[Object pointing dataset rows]
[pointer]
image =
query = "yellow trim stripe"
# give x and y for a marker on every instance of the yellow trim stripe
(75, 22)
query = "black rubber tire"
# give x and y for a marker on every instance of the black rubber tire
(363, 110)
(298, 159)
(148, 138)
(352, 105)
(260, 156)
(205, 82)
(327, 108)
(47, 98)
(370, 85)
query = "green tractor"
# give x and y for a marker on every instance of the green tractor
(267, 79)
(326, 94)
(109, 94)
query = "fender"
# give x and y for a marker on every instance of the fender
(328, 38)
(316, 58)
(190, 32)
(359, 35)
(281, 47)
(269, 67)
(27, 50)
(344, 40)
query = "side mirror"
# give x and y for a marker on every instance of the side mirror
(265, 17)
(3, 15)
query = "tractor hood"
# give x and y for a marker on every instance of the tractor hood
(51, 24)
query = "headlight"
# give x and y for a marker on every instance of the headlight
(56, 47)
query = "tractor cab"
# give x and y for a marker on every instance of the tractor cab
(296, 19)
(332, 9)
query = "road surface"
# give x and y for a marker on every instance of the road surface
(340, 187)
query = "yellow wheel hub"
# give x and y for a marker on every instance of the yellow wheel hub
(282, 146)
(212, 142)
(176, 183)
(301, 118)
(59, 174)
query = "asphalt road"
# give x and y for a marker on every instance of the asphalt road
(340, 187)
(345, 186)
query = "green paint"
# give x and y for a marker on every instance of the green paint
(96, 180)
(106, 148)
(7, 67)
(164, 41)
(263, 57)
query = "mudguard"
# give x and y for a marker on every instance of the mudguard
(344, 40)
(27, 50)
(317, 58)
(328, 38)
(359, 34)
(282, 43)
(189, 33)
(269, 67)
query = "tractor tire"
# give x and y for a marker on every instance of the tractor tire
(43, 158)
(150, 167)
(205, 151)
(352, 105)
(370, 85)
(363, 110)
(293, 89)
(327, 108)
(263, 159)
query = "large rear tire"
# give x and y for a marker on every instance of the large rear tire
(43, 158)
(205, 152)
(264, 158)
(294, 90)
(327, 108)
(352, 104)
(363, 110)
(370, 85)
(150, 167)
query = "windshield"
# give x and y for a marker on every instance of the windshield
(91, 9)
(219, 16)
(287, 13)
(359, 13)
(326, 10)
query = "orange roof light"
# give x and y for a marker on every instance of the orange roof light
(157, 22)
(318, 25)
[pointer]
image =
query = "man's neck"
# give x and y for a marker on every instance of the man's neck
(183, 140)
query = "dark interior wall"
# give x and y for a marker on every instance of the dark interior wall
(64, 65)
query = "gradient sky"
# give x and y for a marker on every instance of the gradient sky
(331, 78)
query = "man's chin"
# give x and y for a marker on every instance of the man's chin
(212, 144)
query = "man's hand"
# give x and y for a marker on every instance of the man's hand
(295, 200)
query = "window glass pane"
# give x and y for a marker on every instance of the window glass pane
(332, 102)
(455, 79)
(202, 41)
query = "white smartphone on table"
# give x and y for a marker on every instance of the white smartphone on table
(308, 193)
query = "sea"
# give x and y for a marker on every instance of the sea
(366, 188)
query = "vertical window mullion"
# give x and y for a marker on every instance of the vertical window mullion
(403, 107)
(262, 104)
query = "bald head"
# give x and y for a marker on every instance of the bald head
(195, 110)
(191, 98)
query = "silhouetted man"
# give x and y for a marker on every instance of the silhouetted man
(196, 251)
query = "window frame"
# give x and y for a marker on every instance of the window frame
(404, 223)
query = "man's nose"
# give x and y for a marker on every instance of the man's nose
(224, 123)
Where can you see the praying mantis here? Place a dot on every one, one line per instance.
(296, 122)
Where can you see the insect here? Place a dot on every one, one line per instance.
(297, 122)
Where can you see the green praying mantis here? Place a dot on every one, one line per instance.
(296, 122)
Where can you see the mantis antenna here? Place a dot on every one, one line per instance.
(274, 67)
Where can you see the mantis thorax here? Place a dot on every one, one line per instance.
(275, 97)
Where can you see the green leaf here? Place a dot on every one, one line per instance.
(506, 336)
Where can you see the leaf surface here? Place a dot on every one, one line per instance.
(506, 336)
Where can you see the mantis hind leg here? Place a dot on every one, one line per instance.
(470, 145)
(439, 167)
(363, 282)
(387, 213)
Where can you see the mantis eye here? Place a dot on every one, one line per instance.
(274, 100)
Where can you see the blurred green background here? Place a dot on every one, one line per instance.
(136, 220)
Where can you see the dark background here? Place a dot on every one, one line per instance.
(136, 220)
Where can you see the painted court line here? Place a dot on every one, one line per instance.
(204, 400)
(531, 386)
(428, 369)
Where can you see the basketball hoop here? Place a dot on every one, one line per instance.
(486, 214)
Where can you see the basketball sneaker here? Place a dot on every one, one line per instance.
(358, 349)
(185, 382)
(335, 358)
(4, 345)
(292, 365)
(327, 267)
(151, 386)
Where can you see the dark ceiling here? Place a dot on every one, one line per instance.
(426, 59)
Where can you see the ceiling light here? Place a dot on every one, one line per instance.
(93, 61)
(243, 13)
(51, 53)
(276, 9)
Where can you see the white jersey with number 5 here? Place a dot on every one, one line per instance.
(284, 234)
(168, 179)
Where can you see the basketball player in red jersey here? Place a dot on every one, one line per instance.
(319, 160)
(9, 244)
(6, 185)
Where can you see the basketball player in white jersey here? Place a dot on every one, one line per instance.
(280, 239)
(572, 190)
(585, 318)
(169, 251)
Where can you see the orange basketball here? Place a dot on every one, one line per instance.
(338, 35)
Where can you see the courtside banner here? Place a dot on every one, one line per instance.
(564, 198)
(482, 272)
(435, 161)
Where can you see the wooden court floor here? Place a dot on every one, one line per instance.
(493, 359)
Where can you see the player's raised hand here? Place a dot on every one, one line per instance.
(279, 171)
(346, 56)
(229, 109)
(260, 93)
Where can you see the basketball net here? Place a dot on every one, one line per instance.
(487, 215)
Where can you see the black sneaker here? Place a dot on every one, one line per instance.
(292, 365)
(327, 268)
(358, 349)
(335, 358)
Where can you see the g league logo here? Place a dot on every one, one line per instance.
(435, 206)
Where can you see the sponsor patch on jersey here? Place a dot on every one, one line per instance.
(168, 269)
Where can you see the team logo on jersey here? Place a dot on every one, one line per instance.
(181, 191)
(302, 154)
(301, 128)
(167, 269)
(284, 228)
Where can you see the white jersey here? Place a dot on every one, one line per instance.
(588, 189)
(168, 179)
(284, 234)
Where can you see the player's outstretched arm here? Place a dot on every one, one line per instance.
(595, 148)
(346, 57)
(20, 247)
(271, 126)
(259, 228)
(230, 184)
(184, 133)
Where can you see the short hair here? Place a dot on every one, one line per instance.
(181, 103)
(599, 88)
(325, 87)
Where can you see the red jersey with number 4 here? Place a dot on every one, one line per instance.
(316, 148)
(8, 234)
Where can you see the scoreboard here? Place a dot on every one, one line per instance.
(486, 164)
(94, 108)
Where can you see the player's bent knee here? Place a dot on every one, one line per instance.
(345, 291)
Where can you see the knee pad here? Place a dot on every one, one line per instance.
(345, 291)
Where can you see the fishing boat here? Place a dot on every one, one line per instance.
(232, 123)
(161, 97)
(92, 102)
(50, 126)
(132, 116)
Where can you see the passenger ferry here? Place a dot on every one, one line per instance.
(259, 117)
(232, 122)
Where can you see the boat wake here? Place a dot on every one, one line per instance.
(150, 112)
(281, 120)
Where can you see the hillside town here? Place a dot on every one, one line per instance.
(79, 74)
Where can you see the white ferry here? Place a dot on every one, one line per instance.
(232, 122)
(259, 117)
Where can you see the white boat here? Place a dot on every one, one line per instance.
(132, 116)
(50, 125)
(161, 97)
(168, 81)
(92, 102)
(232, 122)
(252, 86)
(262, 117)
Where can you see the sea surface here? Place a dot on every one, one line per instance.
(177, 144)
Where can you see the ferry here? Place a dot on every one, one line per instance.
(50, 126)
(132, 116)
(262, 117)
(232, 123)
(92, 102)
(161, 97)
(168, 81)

## SET TASK
What needs duplicating is the run of lines from the one containing "Where can you see the sponsor" through the last line of the entries above, exact and complete.

## ANSWER
Where can you see the sponsor patch on jersey here? Place a dot on every one, one line per instance.
(168, 269)
Where can you see the team logo on jersey here? Place a dot on every one, one line per instance.
(181, 191)
(302, 154)
(301, 128)
(167, 269)
(284, 228)
Where can you see the white jersey here? Place a dot on every one, one line per instance.
(588, 189)
(168, 179)
(284, 234)
Where can you see the player's outstretched arm here? Place a dot on every one, one line per instance.
(595, 148)
(346, 57)
(20, 247)
(271, 126)
(259, 228)
(230, 184)
(184, 133)
Where can you see the short hair here? Place a dot on every one, one line per instance.
(181, 103)
(599, 88)
(325, 87)
Where can you see the red jersey with number 4 here? Place a dot on every one, one line per instance.
(316, 148)
(8, 234)
Where can you see the scoreboard here? Place a dot on every one, one line per instance.
(486, 164)
(94, 108)
Where can you see the player's bent knee here? Place a dot on every one, one line per instance.
(345, 291)
Where can you see the knee pad here? Place a dot on every one, one line per instance.
(345, 291)
Where can you see the fishing boat here? Place a dot on every one, one line per instance.
(232, 123)
(161, 97)
(92, 102)
(50, 126)
(132, 116)
Where can you see the passenger ferry here? Place a dot on every one, one line per instance.
(259, 117)
(232, 122)
Where can you see the boat wake here? Place a dot on every one, one line per instance.
(150, 112)
(281, 120)
Where can you see the hillside town here? Place a dot on every one, one line per instance.
(79, 74)
Where can you see the white ferry here? Place a dot on every one, one line per instance.
(232, 122)
(259, 117)
Where can you see the white boat here? Place a dot on every one, one line per instance.
(132, 116)
(50, 125)
(161, 97)
(168, 81)
(92, 102)
(232, 122)
(252, 86)
(262, 117)
Where can you see the sea surface here? Place a dot on every one, one line per instance.
(177, 144)
Where can you see the ferry here? Place a dot on every one, one line per instance.
(50, 126)
(132, 116)
(262, 117)
(232, 123)
(92, 102)
(161, 97)
(168, 81)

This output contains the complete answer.